• Task instructions
Express the lines below as a two-column CSV with the header row text,answer. Give one row for each line that asks for points, with that line in the text column and all the points listed after it in the answer column, each value in one double-quoted field and any line breaks replaced with spaces.

• Material provided
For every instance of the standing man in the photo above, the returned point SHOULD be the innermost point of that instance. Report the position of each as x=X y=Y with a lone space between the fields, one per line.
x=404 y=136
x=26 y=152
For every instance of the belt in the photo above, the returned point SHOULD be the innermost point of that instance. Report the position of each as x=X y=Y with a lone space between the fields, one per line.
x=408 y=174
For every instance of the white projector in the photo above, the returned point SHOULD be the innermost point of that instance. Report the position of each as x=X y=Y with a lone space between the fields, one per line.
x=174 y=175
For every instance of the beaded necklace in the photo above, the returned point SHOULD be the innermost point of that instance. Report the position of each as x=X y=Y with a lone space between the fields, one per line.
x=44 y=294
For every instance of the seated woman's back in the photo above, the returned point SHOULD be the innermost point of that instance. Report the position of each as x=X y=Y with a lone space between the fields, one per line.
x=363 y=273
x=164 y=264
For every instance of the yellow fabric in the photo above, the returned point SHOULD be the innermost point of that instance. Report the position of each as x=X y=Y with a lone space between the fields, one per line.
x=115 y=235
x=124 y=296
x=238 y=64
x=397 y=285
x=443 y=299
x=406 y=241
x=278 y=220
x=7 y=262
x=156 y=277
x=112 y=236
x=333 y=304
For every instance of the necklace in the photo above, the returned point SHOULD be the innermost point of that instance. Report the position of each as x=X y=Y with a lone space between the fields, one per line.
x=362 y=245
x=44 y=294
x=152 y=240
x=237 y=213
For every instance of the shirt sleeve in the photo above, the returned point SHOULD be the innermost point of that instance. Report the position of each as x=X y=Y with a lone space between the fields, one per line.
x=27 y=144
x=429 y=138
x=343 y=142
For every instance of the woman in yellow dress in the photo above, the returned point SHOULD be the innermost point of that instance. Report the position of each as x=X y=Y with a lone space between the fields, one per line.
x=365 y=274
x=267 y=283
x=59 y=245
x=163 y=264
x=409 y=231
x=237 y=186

• Exercise result
text,answer
"For every instance of the standing man in the photo above, the returned point SHOULD be the innermost point of that instance. Report the position of each as x=X y=Y with a lone space between the fields, one per line.","x=404 y=136 x=26 y=152"
"For every instance of the belt in the photo above, the returned point SHOULD be the innermost point of that instance. Report the position of each as x=X y=Y with a lone space between the fields, one per line.","x=408 y=174"
"For every instance of the white projector in the photo above, the returned point SHOULD be the innermost point of that instance. Report the position of each as x=X y=Y with a lone space between the fields, one per line.","x=174 y=175"
"For every instance of the beaded necklace in the photo above, the returned point SHOULD be the innermost point of that instance. Report the position of each as x=X y=Y with a lone space between the fields, one per line.","x=44 y=294"
"For every instance of the seated woman's back in the photo above, the returned point SHOULD be the innermost point of that instance. Report the position of each as x=X y=Y with a lone space between the fields, one per line.","x=363 y=273 x=164 y=264"
"For every instance of the yellow fabric in the photo above, the returned point SHOULD be the innermost point of that instance. Report the position of each as x=X y=Y with a lone space between the fields, one per line.","x=115 y=235 x=124 y=296 x=238 y=64 x=397 y=285 x=443 y=299 x=406 y=241 x=278 y=220 x=7 y=262 x=156 y=277 x=112 y=236 x=333 y=304"
"For every instance of the necklace in the photo above, the returned point SHOULD be the innermost point of that instance. Report the position of each as x=X y=Y with a lone space between the fields, one per line.","x=362 y=245 x=44 y=294 x=152 y=240 x=237 y=213"
"For every instance of the shirt sleeve in the photo above, the returned point SHOULD be the innermost point of that instance. Report the position of each as x=X y=Y with a lone space between the fields, one per line.","x=27 y=144 x=429 y=138 x=343 y=142"
"For every instance of the woman in yellow dress in the photo above, the returned point SHOULD be the innermost point of that instance. Report the position of each as x=X y=Y with a lone space between the fields, one per line.","x=365 y=274 x=267 y=283 x=59 y=245 x=163 y=264 x=409 y=231 x=237 y=186"